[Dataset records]
========================================================================

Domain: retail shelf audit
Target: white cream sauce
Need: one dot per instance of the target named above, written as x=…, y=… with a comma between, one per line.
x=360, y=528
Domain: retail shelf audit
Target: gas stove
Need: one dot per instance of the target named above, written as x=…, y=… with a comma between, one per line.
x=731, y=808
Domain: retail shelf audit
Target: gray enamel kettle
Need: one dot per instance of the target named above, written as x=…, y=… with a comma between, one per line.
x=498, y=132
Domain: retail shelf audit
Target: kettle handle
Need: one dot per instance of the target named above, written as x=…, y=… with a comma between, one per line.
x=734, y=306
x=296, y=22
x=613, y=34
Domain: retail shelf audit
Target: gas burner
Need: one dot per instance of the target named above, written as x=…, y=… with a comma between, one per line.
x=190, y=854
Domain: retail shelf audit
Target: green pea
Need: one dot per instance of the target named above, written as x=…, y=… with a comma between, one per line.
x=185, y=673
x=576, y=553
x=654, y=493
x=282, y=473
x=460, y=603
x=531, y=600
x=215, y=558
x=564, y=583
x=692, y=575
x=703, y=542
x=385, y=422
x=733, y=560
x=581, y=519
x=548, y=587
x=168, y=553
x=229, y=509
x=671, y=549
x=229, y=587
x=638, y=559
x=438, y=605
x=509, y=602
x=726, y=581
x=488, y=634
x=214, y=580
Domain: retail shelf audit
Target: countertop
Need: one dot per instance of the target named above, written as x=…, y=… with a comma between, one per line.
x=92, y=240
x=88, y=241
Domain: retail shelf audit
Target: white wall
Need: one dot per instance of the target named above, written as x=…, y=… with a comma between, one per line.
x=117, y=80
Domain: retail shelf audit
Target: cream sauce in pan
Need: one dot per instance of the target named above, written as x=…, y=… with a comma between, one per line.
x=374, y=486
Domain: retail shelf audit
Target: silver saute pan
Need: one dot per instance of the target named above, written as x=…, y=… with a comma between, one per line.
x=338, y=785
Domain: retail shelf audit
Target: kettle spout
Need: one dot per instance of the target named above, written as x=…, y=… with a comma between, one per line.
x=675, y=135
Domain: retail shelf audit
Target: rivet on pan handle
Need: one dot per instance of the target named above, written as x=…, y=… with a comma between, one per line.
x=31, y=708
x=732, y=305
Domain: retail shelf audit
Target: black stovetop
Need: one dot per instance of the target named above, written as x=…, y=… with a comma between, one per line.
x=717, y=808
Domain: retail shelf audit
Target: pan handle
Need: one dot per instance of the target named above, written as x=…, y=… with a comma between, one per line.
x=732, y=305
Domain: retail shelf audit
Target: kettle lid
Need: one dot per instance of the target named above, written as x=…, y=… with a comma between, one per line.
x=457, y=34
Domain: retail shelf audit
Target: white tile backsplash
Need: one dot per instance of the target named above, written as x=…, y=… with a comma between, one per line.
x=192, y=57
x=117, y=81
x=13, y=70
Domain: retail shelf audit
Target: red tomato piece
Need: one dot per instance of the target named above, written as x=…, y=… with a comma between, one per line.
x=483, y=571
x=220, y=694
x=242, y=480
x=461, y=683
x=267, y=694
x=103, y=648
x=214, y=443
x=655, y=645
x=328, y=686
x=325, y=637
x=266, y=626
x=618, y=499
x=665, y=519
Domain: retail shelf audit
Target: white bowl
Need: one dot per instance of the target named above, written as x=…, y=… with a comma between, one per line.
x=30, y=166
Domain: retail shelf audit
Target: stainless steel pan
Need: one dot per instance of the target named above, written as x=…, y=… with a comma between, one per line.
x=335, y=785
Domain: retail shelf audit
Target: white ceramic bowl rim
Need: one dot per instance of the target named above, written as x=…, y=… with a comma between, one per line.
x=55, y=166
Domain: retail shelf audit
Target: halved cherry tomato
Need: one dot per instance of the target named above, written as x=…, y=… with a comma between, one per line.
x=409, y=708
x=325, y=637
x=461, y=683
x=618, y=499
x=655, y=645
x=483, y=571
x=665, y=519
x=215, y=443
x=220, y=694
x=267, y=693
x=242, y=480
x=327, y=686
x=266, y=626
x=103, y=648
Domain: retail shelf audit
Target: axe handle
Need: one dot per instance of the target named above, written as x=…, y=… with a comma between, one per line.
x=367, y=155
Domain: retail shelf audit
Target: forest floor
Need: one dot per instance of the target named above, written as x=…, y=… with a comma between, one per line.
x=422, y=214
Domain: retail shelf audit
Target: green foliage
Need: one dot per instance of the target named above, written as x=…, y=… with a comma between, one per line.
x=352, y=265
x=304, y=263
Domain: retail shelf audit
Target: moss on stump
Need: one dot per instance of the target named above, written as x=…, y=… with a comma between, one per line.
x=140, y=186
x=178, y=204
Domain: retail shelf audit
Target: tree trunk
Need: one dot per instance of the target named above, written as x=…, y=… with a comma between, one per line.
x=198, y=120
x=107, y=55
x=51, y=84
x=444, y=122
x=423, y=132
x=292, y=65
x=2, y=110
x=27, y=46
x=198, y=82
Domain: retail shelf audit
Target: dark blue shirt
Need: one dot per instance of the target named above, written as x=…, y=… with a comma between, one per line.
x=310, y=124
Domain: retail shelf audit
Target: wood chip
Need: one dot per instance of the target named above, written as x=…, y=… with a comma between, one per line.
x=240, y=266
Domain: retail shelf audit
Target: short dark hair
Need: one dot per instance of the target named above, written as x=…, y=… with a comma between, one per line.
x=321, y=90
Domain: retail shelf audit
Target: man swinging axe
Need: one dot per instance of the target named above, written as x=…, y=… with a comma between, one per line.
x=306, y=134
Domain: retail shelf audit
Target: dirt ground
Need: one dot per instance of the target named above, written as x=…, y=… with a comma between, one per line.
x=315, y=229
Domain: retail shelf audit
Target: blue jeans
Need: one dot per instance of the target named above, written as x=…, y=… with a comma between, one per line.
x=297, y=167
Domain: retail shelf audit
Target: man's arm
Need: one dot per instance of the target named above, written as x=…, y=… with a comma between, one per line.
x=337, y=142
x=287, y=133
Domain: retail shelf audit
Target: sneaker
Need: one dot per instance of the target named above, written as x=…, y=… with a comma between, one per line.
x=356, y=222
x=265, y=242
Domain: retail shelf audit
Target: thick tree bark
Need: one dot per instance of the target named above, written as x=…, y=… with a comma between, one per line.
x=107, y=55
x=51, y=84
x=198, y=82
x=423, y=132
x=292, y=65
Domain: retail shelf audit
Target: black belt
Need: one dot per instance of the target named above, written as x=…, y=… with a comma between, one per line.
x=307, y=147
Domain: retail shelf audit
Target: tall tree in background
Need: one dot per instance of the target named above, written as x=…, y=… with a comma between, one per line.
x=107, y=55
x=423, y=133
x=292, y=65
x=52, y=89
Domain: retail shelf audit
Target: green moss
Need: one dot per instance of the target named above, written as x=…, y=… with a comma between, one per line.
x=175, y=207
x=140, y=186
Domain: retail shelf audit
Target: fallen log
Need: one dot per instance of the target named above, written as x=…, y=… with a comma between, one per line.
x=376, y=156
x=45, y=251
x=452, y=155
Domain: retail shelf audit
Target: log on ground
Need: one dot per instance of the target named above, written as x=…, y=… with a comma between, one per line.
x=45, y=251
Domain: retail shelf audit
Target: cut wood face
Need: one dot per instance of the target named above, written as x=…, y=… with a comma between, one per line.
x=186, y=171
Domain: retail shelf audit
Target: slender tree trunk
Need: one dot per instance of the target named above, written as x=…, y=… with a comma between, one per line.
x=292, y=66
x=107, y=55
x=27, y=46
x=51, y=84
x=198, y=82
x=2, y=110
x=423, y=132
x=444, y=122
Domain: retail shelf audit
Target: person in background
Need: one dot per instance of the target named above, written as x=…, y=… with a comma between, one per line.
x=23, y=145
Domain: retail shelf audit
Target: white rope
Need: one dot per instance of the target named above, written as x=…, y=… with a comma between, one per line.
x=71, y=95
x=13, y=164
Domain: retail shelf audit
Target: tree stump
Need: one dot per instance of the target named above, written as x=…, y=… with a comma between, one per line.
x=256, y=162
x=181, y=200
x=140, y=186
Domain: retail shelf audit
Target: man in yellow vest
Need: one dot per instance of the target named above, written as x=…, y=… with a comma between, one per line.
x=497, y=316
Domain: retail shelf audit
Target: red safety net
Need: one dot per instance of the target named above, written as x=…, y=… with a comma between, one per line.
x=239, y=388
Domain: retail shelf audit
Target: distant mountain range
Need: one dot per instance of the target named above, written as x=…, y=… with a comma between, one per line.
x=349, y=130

========================================================================

Description of the task:
Go through the entries and return each line where the word "handle" occurs.

Answer for the task:
Target: kettle handle
Target: rivet on pan handle
Target: pan handle
Target: axe handle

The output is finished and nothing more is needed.